Object pointing dataset rows
····················
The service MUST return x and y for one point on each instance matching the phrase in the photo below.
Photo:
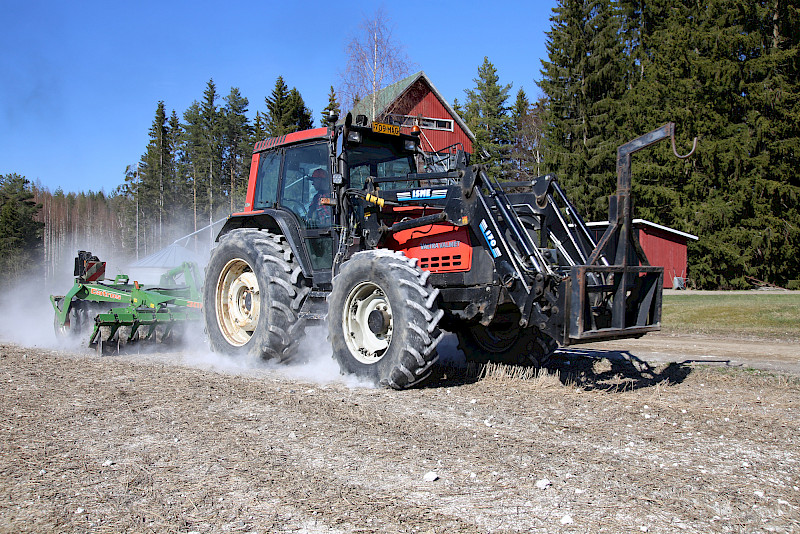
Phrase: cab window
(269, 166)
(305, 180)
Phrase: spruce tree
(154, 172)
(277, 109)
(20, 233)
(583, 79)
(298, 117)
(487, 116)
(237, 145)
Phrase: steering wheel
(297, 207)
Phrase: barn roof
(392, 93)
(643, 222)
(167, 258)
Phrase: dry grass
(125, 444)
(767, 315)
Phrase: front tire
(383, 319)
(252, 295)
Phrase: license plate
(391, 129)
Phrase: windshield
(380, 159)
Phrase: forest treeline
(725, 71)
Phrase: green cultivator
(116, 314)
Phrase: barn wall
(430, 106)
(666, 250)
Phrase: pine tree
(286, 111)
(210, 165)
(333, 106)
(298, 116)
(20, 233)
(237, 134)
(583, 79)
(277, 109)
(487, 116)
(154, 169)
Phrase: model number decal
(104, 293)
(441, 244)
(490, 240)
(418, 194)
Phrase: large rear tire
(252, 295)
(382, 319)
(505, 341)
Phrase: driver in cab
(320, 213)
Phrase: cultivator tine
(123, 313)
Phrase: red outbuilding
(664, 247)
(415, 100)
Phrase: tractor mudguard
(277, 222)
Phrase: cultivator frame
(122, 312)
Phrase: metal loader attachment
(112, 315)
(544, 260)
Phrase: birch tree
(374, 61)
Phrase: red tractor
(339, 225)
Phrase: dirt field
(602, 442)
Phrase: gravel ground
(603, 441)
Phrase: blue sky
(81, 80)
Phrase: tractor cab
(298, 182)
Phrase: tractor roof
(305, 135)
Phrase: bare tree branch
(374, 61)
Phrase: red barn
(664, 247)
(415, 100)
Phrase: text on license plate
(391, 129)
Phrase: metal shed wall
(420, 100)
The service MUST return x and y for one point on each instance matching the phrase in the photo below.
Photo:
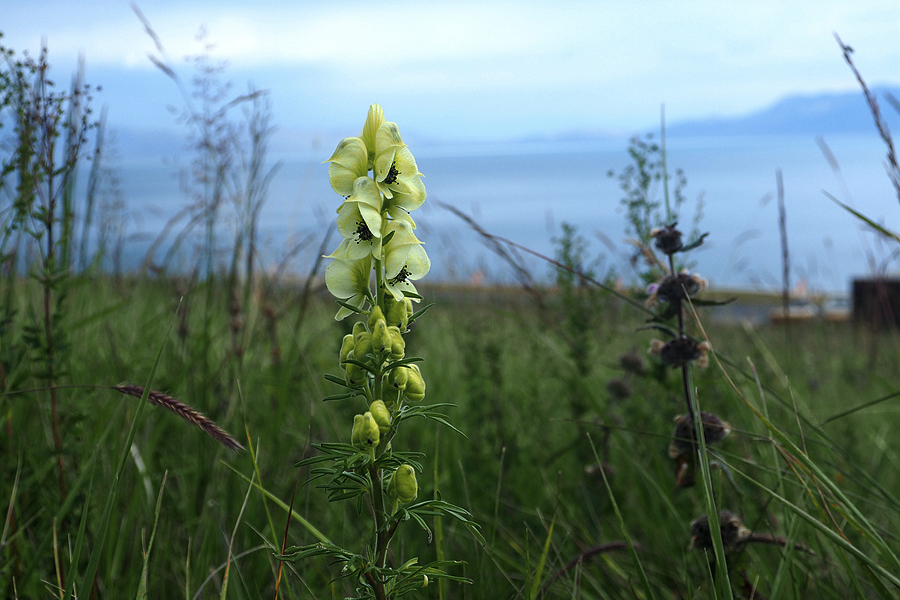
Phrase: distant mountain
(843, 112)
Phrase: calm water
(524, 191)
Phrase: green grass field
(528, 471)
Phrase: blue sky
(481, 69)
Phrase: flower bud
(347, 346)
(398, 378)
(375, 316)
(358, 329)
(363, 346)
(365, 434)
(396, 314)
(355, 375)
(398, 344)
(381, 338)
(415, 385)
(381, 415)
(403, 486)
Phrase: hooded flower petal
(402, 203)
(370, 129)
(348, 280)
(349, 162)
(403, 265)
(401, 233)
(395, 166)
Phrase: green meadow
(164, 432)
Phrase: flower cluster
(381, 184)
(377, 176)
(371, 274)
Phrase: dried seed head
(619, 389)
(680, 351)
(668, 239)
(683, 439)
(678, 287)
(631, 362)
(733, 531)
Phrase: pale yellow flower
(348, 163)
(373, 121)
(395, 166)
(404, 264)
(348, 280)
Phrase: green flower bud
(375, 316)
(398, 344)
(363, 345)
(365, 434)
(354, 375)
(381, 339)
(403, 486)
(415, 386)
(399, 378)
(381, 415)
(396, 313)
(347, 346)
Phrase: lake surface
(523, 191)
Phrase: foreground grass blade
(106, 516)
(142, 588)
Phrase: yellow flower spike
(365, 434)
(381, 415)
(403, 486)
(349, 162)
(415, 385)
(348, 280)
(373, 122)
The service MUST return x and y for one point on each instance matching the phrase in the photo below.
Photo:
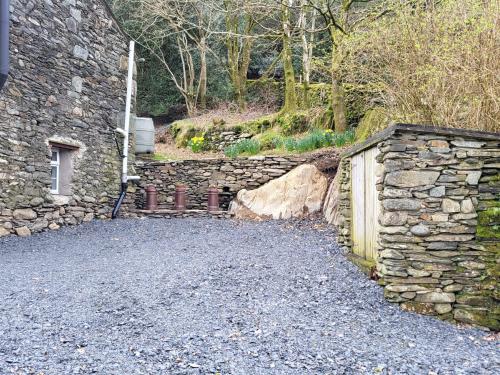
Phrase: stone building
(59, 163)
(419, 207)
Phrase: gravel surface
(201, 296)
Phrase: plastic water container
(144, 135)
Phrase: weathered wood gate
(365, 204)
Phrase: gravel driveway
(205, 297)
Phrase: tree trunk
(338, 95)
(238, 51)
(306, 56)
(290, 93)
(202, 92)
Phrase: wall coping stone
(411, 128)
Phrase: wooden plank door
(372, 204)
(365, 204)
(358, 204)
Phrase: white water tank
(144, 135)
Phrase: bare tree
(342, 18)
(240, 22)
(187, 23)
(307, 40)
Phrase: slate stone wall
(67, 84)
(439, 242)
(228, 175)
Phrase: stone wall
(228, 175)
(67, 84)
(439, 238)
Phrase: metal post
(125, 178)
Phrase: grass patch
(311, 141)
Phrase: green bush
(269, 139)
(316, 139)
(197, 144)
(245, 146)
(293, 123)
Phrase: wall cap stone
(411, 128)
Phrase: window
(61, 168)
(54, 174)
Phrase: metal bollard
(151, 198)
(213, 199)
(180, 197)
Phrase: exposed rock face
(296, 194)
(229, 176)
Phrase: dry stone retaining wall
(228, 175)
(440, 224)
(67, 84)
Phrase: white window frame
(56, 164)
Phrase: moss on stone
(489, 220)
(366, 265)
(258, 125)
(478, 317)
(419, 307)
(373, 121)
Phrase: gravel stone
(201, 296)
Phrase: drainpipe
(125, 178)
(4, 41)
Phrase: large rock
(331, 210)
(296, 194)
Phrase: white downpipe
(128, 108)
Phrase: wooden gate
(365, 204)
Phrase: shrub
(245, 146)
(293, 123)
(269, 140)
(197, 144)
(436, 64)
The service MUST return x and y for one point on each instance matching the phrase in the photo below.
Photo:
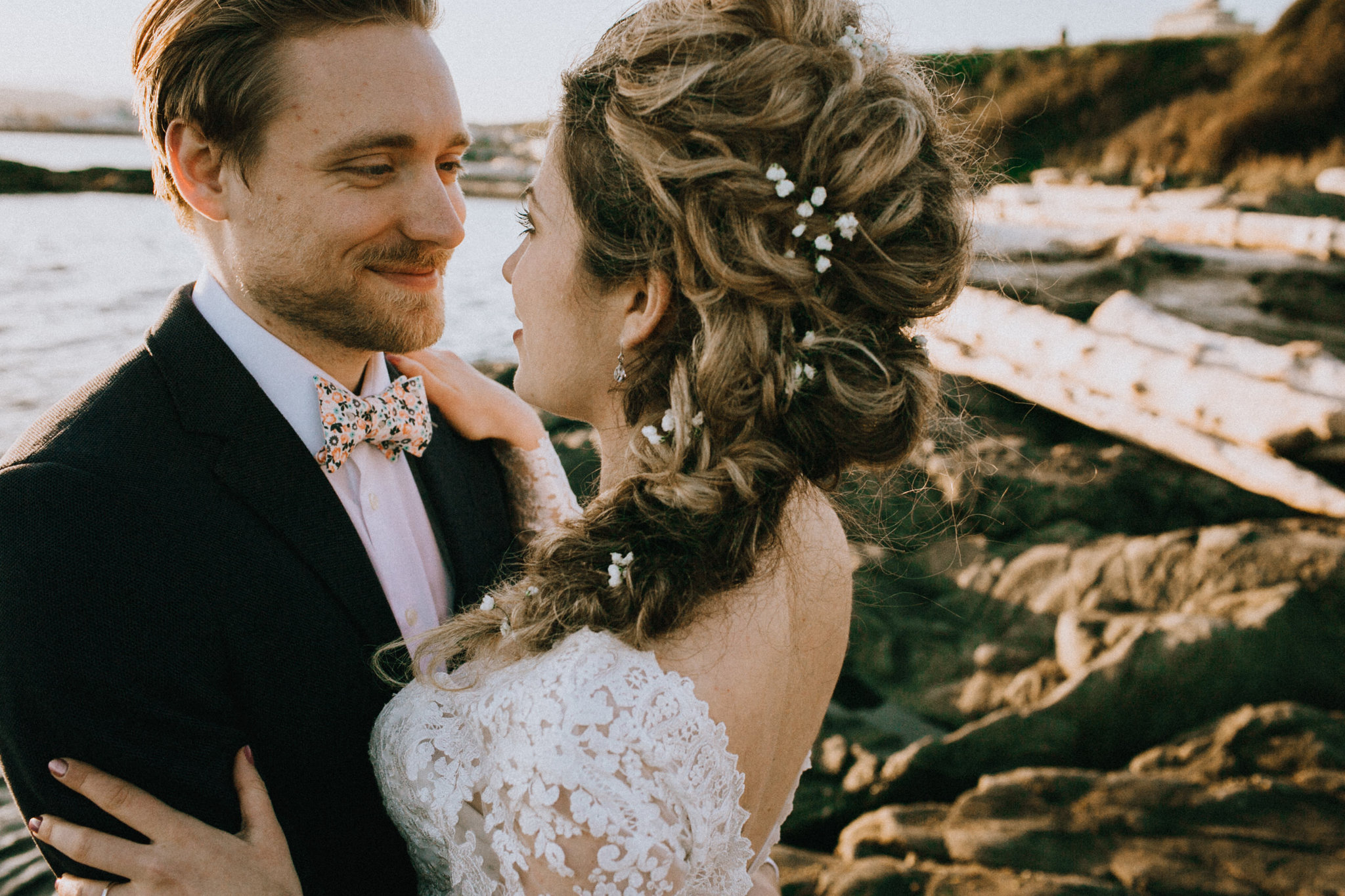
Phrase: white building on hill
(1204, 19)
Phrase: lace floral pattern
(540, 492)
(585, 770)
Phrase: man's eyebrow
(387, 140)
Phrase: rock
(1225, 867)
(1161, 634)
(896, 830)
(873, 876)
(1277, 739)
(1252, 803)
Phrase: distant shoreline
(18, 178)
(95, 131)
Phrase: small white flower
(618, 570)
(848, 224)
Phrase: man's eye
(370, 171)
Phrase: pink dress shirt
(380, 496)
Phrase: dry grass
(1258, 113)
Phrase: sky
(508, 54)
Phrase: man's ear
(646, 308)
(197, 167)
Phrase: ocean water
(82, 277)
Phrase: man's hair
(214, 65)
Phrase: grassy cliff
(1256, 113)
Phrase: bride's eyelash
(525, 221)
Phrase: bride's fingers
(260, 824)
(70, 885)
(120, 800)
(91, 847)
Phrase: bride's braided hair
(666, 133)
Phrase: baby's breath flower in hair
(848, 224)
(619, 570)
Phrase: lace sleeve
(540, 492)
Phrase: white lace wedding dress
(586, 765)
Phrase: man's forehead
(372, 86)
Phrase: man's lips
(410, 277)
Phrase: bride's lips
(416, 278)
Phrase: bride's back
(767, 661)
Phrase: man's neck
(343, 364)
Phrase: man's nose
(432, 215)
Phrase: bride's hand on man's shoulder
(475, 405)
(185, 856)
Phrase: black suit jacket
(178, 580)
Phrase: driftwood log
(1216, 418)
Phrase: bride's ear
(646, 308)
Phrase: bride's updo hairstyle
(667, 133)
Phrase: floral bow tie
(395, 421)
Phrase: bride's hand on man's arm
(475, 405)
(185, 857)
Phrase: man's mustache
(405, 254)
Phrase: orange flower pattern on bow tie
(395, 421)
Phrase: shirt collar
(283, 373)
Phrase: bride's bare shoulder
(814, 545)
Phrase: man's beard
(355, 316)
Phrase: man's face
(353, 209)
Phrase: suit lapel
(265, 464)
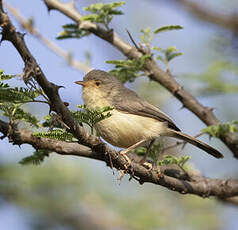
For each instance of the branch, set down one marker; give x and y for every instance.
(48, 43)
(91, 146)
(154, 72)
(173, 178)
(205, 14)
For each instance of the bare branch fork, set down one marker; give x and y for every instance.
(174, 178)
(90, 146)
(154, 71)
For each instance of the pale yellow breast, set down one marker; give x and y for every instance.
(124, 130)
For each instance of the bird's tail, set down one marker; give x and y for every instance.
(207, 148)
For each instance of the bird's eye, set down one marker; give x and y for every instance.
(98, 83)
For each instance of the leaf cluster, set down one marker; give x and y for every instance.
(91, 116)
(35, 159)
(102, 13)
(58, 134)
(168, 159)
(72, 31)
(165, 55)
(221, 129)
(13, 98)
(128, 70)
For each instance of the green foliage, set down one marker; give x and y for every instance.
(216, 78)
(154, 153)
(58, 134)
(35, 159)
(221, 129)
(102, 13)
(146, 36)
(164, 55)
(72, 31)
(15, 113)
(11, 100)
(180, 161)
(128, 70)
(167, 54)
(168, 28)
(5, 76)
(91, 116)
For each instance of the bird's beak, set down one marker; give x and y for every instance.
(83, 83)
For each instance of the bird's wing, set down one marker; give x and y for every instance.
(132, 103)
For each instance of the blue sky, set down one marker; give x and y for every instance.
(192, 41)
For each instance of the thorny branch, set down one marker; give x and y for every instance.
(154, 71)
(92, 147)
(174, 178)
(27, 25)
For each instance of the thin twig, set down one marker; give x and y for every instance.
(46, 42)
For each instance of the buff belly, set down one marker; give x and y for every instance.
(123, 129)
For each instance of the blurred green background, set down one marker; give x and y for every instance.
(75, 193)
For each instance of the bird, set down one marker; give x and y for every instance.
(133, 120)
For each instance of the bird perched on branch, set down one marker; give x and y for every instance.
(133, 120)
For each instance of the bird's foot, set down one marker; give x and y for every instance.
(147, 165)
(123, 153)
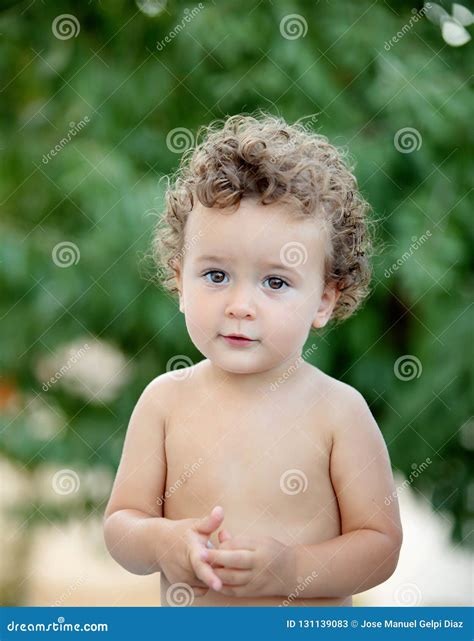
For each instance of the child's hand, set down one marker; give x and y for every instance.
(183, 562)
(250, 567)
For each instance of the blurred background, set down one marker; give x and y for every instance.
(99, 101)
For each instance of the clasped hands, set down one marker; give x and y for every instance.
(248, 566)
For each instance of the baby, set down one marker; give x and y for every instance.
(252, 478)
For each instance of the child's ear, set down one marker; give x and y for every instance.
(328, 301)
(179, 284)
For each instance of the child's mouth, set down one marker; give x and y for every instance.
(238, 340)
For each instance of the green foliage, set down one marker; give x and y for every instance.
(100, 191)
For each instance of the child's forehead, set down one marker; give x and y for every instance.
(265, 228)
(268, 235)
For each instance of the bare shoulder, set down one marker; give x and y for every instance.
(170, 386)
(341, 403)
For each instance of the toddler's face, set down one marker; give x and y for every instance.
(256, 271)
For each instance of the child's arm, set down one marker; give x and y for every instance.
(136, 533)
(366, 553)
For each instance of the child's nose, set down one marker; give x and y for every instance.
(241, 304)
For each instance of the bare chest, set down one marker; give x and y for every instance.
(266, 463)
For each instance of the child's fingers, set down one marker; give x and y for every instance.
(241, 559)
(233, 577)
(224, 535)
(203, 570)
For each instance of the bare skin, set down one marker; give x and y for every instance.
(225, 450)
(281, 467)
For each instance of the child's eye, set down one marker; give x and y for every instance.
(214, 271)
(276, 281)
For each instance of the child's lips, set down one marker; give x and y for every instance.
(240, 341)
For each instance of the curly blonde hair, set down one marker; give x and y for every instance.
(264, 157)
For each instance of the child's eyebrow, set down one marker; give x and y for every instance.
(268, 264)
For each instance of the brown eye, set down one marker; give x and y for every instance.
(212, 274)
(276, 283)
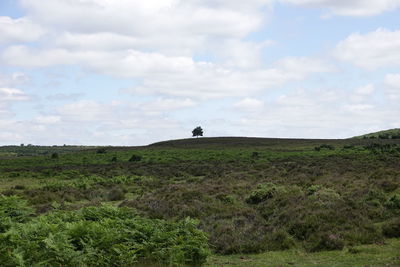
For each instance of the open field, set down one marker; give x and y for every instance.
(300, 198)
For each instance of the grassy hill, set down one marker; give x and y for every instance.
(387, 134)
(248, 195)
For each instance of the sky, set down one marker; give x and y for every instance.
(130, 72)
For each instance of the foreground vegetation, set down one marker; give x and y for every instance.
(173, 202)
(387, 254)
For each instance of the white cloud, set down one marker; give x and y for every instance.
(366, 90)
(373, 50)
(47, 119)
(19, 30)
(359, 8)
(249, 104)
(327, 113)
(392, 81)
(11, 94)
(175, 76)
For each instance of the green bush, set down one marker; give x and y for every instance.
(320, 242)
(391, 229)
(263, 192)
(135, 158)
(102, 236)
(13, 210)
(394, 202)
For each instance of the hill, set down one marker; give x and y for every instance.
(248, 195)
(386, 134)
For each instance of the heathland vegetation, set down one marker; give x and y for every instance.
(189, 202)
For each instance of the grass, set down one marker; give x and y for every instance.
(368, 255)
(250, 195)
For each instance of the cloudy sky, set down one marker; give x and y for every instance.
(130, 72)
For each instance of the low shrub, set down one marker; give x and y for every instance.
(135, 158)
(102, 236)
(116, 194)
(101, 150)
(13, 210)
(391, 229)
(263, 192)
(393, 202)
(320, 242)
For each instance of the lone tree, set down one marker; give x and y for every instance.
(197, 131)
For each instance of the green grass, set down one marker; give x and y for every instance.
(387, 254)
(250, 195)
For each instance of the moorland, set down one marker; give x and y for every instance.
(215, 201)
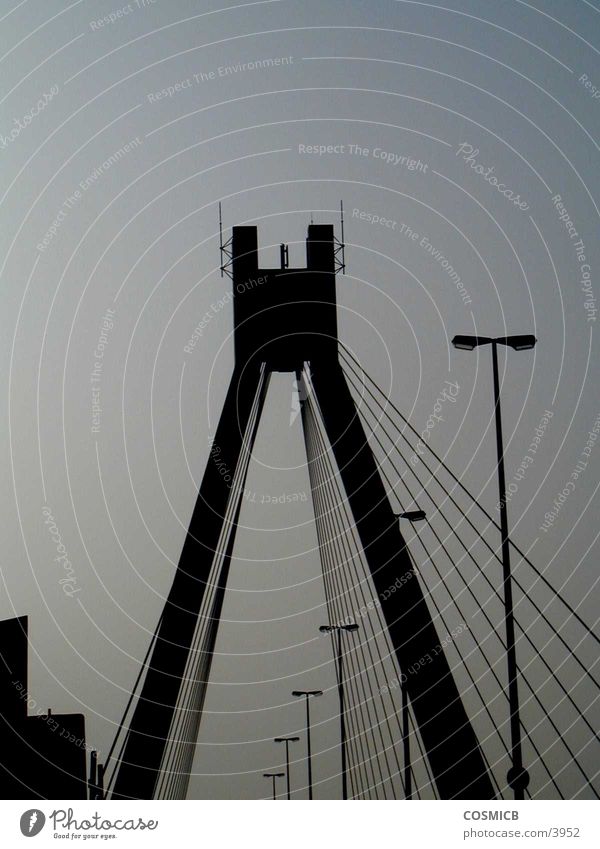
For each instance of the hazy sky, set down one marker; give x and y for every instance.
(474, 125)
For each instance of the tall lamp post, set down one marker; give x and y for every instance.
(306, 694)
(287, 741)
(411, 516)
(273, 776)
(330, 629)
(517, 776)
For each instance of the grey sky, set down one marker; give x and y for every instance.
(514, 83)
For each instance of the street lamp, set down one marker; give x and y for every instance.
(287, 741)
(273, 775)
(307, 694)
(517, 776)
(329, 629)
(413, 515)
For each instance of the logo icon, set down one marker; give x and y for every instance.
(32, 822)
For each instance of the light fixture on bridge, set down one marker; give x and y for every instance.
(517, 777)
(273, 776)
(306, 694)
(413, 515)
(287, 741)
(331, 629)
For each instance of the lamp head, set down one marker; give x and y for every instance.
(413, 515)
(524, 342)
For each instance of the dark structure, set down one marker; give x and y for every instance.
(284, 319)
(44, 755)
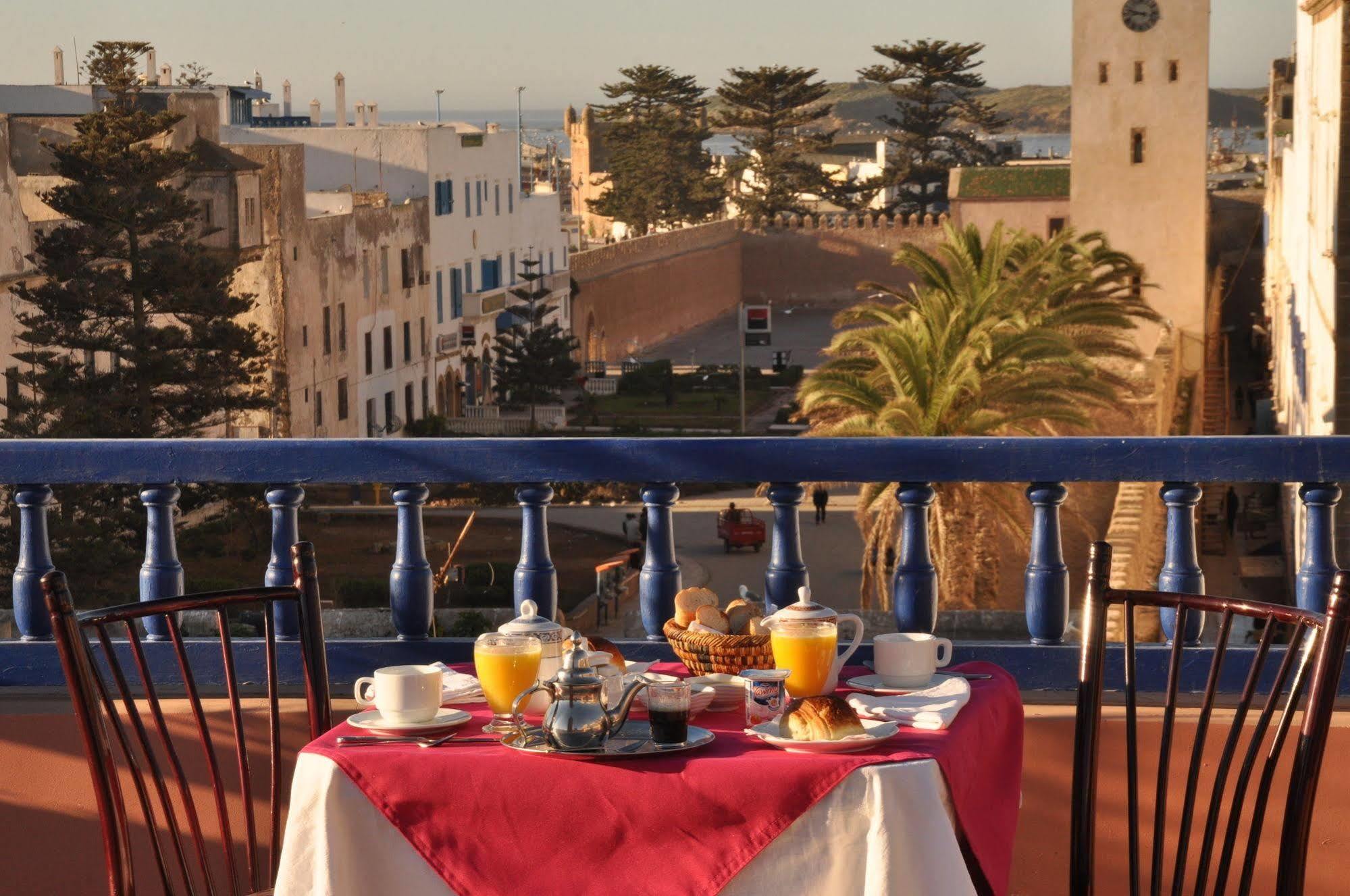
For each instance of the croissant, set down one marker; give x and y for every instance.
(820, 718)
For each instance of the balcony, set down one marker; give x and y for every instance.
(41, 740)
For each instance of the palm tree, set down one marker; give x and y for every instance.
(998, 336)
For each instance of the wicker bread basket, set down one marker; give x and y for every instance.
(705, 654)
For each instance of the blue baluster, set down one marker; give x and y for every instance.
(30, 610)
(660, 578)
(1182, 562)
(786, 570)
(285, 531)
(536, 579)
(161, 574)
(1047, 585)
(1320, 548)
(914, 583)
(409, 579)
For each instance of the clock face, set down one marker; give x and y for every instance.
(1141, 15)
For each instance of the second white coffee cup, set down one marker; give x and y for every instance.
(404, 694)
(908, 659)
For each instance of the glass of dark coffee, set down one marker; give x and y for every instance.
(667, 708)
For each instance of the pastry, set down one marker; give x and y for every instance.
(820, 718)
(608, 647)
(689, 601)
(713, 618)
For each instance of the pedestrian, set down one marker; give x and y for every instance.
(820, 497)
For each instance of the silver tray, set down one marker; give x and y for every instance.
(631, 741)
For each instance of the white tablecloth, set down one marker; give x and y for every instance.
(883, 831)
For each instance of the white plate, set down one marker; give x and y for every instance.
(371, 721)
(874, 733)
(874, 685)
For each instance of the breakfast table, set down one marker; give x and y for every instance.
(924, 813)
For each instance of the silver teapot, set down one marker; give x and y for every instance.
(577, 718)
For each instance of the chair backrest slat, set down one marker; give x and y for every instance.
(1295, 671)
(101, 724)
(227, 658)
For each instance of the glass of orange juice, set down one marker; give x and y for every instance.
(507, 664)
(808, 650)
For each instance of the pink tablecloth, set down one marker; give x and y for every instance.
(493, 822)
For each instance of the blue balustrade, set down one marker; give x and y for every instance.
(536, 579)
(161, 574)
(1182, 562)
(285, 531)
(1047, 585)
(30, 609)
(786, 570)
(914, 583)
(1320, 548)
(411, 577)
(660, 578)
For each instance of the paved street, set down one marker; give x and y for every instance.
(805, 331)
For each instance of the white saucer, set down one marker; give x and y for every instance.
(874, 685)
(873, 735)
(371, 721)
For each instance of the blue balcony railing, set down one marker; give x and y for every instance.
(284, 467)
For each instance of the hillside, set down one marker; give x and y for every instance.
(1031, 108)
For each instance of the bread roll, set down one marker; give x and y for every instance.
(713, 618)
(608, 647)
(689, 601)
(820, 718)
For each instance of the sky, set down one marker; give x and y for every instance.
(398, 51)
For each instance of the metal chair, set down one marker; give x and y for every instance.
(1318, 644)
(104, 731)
····················
**Work to be completed**
Beginning at the line where "For each instance of the blue balustrade, set" appears, extract each line through the end of the data above; keep them exact and include nothing else.

**Exercise response**
For each instance of the blue balustrade, set down one marker; give x and y for every instance.
(536, 579)
(161, 574)
(1182, 562)
(285, 531)
(1047, 585)
(30, 609)
(786, 570)
(914, 583)
(1320, 548)
(411, 577)
(660, 578)
For each instance of the paved street, set down one marker; give x and y for every instance.
(805, 331)
For each instance of the white saucer, set down one marker; give x and y for every instance.
(874, 685)
(873, 735)
(371, 721)
For each instance of the blue balcony railing, set down one marker; give x and y for every instance.
(284, 467)
For each instance of the hillside, set down one marker; give x and y for every instance.
(1031, 108)
For each instance of the bread roll, set down one marker; give x and y for every instance.
(713, 618)
(608, 647)
(689, 601)
(820, 718)
For each instance of the sky, set down one marker; give x and y for every instance.
(398, 51)
For each instance of the metal chair, set down one marker; give x and y for every instance.
(1318, 644)
(104, 731)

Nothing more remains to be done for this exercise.